━━ Ausgewählter Auszug ━━
Inflation – das Wort allein genügt schon, um vielen Deutschen Angstschweiß auf die Stirn zu treiben. Es ist die Horror-Vorstellung eines jeden Sparers: Das mühsam aufgebaute Vermögen auf der Bank wird von Monat zu Monat weniger wert und schmilzt dahin wie Schnee in der Sonne.

An düsteren Szenarien für die Zukunft mangelt es derzeit nicht: „Wir werden die Inflation vor allem über die höheren Rohstoffpreise importieren“, sagt etwa der Chef des Außenhandelsverbands BGA, Anton Börner. Er warnt vor einem Anstieg der Inflation auf vier bis sechs Prozent in den kommenden Jahren. Selbst eine zweistellige Teuerungsrate hält er nicht für ausgeschlossen.
━━━
Schreiben Sie aus dem Auszug zur Inflation die Passage wörtlich ab, die bei den Worten „Inflation – das“ beginnt; enden Sie nach „in der Sonne.“. Die Einträge sind hierfür nicht erforderlich.
━━ Angaben ━━
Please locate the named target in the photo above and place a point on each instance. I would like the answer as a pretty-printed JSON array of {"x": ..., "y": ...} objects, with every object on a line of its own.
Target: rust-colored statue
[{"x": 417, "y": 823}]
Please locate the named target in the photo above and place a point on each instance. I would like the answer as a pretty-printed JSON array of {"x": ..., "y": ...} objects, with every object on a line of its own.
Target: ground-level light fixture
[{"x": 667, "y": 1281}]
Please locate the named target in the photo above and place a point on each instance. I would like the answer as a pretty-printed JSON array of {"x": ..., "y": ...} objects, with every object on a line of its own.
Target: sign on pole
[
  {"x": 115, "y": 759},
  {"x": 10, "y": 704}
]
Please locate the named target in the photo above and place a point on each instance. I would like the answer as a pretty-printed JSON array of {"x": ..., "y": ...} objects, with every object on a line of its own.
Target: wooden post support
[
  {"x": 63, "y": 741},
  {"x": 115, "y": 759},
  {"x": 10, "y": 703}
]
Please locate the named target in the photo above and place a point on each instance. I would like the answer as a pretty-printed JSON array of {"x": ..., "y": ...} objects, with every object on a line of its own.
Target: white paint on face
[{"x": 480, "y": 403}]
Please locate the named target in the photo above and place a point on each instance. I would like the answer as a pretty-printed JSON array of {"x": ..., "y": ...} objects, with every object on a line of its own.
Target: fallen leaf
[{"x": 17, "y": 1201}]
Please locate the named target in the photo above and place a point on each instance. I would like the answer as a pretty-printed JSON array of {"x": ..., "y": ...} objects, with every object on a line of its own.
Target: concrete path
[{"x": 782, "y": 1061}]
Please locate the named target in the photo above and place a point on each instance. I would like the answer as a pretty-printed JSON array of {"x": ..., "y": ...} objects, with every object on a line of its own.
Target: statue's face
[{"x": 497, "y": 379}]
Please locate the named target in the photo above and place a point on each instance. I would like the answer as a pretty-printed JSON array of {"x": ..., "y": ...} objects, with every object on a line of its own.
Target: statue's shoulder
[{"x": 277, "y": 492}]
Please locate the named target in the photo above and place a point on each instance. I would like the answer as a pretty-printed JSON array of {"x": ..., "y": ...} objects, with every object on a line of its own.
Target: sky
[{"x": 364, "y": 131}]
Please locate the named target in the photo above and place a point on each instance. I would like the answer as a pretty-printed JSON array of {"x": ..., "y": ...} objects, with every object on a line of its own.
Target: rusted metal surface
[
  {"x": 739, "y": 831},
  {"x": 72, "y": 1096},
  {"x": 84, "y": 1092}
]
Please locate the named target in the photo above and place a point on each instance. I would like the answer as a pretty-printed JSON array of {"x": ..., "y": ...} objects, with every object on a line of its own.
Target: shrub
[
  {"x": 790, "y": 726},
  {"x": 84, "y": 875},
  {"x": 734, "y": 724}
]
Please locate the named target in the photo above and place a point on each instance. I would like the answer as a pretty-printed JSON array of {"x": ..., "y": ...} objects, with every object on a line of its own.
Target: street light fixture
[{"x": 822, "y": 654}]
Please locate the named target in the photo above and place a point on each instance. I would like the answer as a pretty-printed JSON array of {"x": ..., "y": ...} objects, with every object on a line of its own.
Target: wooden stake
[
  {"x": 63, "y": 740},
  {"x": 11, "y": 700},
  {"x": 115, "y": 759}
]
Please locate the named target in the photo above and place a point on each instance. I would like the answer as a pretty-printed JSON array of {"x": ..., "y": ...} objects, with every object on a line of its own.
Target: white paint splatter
━━━
Lösung der Aufgabe ->
Inflation – das Wort allein genügt schon, um vielen Deutschen Angstschweiß auf die Stirn zu treiben. Es ist die Horror-Vorstellung eines jeden Sparers: Das mühsam aufgebaute Vermögen auf der Bank wird von Monat zu Monat weniger wert und schmilzt dahin wie Schnee in der Sonne.